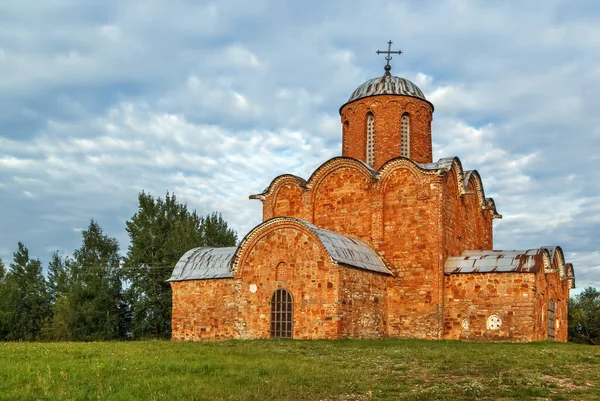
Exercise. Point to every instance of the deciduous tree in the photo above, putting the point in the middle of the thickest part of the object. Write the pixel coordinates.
(584, 317)
(160, 232)
(97, 307)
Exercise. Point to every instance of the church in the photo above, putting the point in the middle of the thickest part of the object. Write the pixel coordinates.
(381, 242)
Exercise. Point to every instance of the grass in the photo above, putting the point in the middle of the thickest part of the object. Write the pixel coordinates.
(299, 370)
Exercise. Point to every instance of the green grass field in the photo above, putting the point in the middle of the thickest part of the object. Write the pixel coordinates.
(298, 370)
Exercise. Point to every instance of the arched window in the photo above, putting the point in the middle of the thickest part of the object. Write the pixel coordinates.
(405, 136)
(370, 139)
(281, 314)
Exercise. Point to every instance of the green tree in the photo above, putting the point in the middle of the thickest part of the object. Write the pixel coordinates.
(160, 232)
(216, 233)
(58, 276)
(25, 301)
(57, 327)
(584, 317)
(97, 307)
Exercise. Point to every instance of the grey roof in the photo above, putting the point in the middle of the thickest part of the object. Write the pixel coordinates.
(204, 263)
(386, 85)
(349, 251)
(528, 261)
(212, 263)
(444, 163)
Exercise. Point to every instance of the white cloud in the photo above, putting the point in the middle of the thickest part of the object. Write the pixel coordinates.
(101, 100)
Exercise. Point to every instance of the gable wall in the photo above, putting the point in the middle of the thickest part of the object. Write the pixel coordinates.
(476, 296)
(362, 303)
(196, 315)
(409, 241)
(310, 277)
(550, 286)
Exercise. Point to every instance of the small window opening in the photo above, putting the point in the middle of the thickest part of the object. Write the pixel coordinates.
(281, 314)
(370, 139)
(405, 137)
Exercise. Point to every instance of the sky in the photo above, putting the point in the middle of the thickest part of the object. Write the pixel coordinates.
(100, 100)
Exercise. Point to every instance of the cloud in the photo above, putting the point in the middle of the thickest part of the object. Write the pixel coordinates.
(100, 100)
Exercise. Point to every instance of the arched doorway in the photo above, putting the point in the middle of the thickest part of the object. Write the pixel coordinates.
(281, 314)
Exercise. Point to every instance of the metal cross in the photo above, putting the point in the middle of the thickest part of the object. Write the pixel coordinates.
(389, 53)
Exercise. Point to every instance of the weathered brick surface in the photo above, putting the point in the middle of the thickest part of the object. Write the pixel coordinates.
(203, 309)
(478, 296)
(362, 304)
(413, 217)
(312, 280)
(388, 111)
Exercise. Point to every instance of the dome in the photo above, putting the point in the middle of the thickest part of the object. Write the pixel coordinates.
(387, 85)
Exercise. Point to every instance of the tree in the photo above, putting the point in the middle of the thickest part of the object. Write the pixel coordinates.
(58, 276)
(97, 307)
(160, 232)
(216, 233)
(25, 301)
(584, 317)
(58, 326)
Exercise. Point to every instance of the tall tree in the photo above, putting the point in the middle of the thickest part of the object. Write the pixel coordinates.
(58, 326)
(215, 231)
(160, 232)
(25, 301)
(58, 276)
(584, 317)
(97, 307)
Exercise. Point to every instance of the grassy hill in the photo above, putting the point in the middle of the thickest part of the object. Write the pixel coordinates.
(299, 370)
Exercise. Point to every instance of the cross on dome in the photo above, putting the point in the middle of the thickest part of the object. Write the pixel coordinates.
(389, 53)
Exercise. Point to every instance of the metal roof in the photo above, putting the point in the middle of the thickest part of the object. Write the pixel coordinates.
(528, 261)
(387, 85)
(211, 263)
(444, 163)
(349, 251)
(204, 263)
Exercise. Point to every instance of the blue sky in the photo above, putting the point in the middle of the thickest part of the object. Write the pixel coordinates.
(101, 100)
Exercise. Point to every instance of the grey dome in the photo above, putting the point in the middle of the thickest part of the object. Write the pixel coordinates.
(387, 85)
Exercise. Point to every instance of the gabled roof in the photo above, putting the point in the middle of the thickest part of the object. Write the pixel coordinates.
(386, 85)
(349, 251)
(528, 261)
(213, 263)
(204, 263)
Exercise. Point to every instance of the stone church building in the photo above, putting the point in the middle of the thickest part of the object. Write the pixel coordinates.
(380, 242)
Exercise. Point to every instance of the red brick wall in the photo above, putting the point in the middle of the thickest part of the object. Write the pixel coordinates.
(476, 296)
(287, 201)
(410, 245)
(465, 225)
(362, 300)
(342, 202)
(550, 286)
(195, 313)
(388, 111)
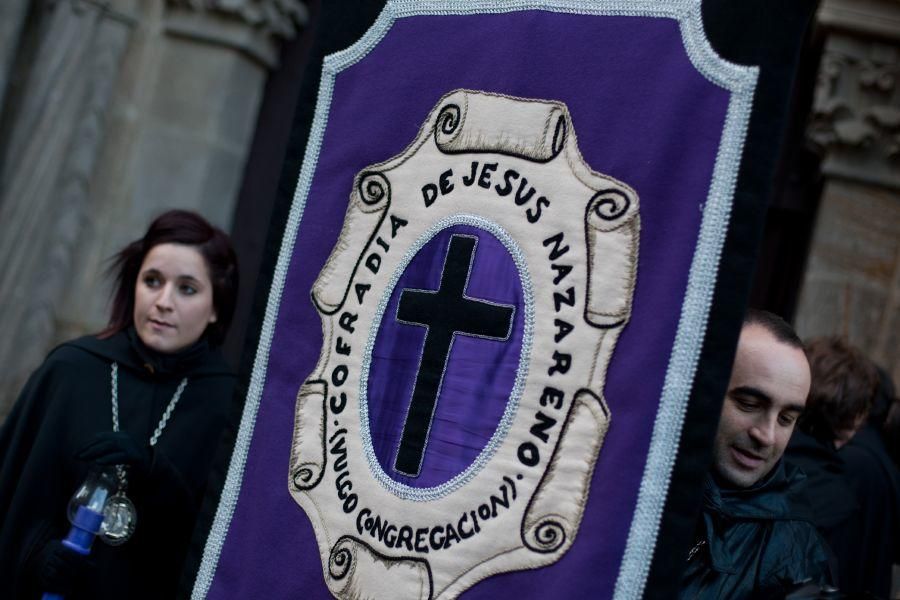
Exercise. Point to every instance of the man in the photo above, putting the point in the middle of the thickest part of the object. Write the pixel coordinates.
(754, 538)
(845, 456)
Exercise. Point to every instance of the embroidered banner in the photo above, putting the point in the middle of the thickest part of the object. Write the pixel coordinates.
(488, 308)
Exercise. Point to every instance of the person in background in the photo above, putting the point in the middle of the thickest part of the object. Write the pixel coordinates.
(875, 479)
(754, 538)
(150, 397)
(840, 400)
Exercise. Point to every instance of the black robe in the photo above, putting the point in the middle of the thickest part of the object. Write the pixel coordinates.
(67, 402)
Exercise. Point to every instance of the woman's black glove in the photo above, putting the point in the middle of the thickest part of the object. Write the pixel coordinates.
(118, 448)
(59, 569)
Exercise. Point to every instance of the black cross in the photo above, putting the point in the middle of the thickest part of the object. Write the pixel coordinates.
(445, 312)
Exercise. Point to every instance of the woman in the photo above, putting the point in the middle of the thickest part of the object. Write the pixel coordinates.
(151, 393)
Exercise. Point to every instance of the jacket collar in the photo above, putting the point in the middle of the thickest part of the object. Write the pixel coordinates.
(779, 496)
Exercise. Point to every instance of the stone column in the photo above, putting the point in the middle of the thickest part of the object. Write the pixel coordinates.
(138, 106)
(852, 281)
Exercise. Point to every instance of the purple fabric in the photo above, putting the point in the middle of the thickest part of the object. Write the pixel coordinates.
(642, 114)
(477, 368)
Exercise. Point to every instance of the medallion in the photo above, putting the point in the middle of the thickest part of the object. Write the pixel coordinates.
(119, 520)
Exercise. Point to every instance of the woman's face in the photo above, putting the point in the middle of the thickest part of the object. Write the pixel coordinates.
(173, 298)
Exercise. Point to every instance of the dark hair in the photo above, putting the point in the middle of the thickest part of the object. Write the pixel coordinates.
(843, 387)
(780, 329)
(189, 229)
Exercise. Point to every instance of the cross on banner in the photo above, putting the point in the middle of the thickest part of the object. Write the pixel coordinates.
(445, 312)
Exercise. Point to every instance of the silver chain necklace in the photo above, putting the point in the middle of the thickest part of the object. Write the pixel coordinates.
(119, 514)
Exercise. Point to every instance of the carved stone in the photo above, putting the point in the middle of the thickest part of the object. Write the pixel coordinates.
(856, 115)
(131, 107)
(852, 282)
(252, 26)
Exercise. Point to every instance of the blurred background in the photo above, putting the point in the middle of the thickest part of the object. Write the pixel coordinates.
(113, 111)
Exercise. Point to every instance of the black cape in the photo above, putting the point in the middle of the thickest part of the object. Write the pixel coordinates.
(67, 402)
(757, 542)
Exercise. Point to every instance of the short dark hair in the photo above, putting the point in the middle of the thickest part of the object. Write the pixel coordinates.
(843, 387)
(780, 329)
(189, 229)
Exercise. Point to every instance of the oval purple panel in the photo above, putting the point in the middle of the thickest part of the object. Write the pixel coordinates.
(445, 358)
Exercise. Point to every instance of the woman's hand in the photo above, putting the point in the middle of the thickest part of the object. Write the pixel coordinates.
(117, 448)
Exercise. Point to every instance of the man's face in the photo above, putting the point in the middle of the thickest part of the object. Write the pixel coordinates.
(767, 392)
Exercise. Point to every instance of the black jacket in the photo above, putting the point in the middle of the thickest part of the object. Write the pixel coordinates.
(67, 402)
(756, 542)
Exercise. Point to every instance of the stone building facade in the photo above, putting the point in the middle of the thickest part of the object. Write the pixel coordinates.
(851, 285)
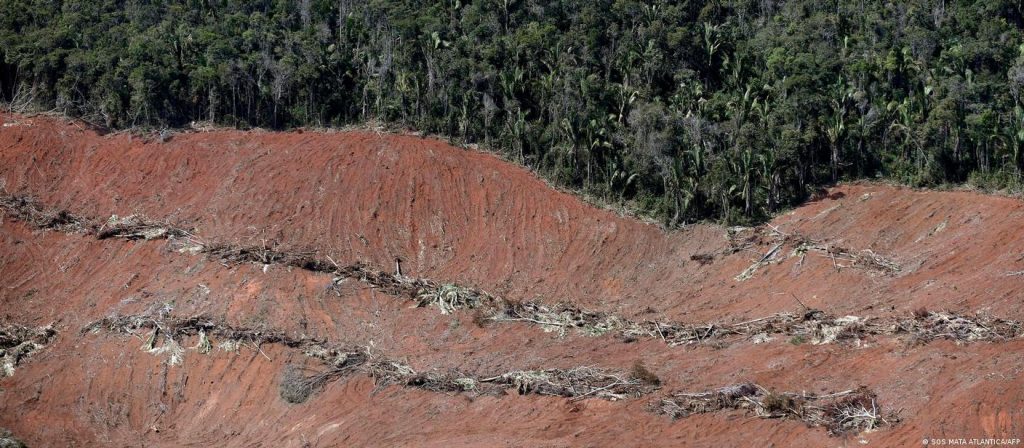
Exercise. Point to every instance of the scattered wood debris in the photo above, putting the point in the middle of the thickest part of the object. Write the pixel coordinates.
(844, 412)
(800, 245)
(27, 210)
(137, 227)
(18, 343)
(298, 384)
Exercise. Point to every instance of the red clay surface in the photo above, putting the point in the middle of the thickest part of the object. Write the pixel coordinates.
(460, 216)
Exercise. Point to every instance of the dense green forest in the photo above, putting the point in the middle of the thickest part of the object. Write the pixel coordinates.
(683, 109)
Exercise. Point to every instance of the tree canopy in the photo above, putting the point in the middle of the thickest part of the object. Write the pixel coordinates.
(683, 109)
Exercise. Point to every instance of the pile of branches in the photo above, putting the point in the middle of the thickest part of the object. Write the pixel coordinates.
(843, 412)
(137, 227)
(197, 326)
(448, 298)
(926, 326)
(7, 440)
(577, 383)
(799, 245)
(299, 383)
(18, 343)
(810, 325)
(559, 318)
(27, 210)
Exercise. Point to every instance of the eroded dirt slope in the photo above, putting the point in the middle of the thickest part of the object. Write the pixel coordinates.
(458, 216)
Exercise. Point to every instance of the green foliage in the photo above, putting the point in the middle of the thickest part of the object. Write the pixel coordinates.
(687, 110)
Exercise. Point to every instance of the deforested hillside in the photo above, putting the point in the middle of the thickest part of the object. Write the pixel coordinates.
(357, 288)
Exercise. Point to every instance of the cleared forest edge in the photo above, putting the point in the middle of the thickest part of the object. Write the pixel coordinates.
(807, 325)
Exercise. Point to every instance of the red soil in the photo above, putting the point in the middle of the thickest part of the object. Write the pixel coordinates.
(466, 217)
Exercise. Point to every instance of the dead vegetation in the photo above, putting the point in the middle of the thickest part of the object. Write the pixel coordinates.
(137, 227)
(844, 412)
(7, 440)
(29, 211)
(164, 336)
(18, 343)
(809, 325)
(796, 244)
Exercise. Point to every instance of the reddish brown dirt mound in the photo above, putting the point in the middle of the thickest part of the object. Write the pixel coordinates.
(454, 215)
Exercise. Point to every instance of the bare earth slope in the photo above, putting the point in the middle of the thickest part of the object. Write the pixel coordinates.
(468, 218)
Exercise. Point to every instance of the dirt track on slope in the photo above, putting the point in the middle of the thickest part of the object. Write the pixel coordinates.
(468, 218)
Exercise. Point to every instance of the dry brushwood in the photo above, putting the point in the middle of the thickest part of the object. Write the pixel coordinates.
(298, 384)
(812, 325)
(27, 210)
(448, 298)
(18, 343)
(800, 245)
(848, 411)
(137, 227)
(7, 440)
(296, 387)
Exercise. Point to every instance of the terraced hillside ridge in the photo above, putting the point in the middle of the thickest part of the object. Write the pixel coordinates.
(353, 288)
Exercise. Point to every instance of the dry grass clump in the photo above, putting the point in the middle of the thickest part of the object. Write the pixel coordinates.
(18, 343)
(848, 411)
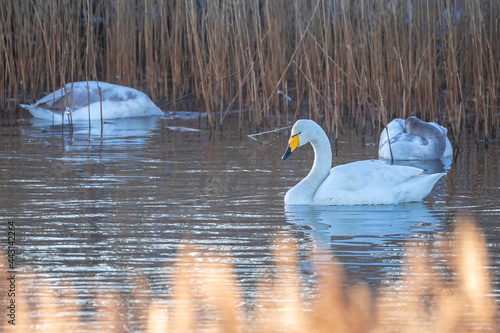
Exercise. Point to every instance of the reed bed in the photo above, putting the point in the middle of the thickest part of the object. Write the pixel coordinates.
(429, 297)
(338, 60)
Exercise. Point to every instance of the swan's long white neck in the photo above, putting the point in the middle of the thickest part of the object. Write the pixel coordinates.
(305, 189)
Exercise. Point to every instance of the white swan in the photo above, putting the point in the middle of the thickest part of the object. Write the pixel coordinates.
(414, 139)
(117, 102)
(358, 183)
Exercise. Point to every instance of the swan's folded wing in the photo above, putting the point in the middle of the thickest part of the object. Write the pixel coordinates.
(359, 175)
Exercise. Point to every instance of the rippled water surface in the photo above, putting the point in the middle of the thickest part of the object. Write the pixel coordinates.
(96, 209)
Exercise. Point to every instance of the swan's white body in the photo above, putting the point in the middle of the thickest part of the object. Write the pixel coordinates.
(414, 139)
(358, 183)
(117, 102)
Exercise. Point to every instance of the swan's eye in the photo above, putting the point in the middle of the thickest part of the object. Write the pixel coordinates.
(293, 143)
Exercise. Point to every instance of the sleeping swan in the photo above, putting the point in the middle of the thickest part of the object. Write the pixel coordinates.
(117, 102)
(414, 139)
(359, 183)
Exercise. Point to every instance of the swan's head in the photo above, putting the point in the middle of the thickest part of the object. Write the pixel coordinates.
(302, 132)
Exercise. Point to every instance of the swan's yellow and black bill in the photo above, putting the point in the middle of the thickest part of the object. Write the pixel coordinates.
(293, 143)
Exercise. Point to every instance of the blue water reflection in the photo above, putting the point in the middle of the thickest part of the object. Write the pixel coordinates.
(371, 225)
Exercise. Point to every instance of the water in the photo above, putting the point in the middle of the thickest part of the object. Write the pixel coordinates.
(98, 209)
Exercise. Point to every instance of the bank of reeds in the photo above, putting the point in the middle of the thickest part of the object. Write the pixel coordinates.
(367, 61)
(444, 289)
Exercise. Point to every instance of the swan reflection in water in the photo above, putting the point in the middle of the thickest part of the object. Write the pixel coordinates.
(372, 226)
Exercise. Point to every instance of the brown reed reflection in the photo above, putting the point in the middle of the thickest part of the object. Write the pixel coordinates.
(446, 288)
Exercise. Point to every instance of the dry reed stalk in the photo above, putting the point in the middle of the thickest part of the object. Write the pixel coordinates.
(436, 59)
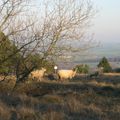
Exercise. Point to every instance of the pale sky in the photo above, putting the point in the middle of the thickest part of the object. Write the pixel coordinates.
(107, 21)
(106, 24)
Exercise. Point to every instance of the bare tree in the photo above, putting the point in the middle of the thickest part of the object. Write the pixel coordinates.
(50, 32)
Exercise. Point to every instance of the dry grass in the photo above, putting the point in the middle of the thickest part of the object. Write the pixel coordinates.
(51, 100)
(112, 74)
(4, 112)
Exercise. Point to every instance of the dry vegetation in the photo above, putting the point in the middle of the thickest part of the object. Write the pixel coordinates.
(79, 99)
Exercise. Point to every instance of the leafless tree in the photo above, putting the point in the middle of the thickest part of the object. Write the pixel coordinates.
(52, 31)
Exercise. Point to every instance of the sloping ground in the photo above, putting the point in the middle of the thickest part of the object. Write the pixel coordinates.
(51, 100)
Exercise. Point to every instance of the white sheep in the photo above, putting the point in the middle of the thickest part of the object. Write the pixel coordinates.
(66, 74)
(37, 74)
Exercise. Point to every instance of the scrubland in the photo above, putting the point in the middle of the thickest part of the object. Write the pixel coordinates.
(81, 98)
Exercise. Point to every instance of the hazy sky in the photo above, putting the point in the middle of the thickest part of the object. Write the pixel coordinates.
(107, 21)
(106, 24)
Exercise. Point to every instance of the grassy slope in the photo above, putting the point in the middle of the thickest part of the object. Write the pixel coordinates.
(79, 99)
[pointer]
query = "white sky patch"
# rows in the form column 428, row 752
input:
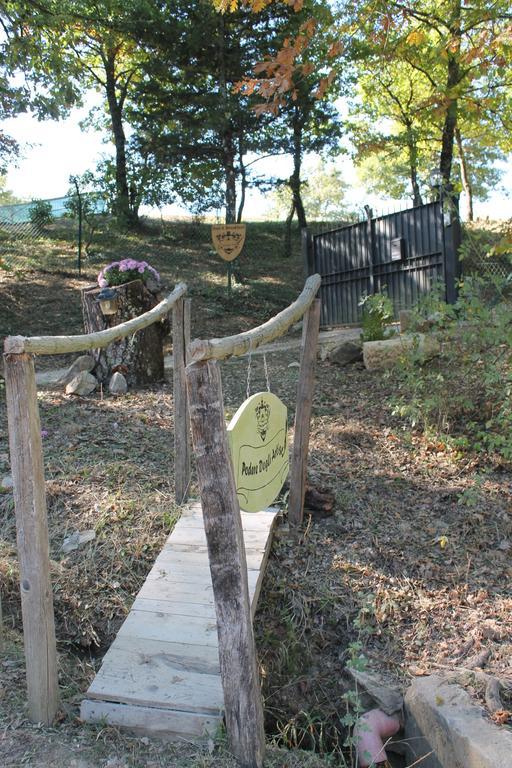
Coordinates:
column 54, row 150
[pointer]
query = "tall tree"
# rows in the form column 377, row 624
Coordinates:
column 186, row 112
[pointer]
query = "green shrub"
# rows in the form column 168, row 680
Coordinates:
column 465, row 393
column 377, row 314
column 40, row 213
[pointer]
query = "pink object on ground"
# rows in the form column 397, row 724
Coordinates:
column 371, row 732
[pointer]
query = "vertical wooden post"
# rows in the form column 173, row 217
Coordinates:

━━━━━━

Please copy all lines of the listing in which the string "rows" occurs.

# rows in the form column 428, row 752
# rows in the form column 377, row 624
# rows in the form column 168, row 680
# rows in the form column 397, row 724
# rows in the form column 173, row 217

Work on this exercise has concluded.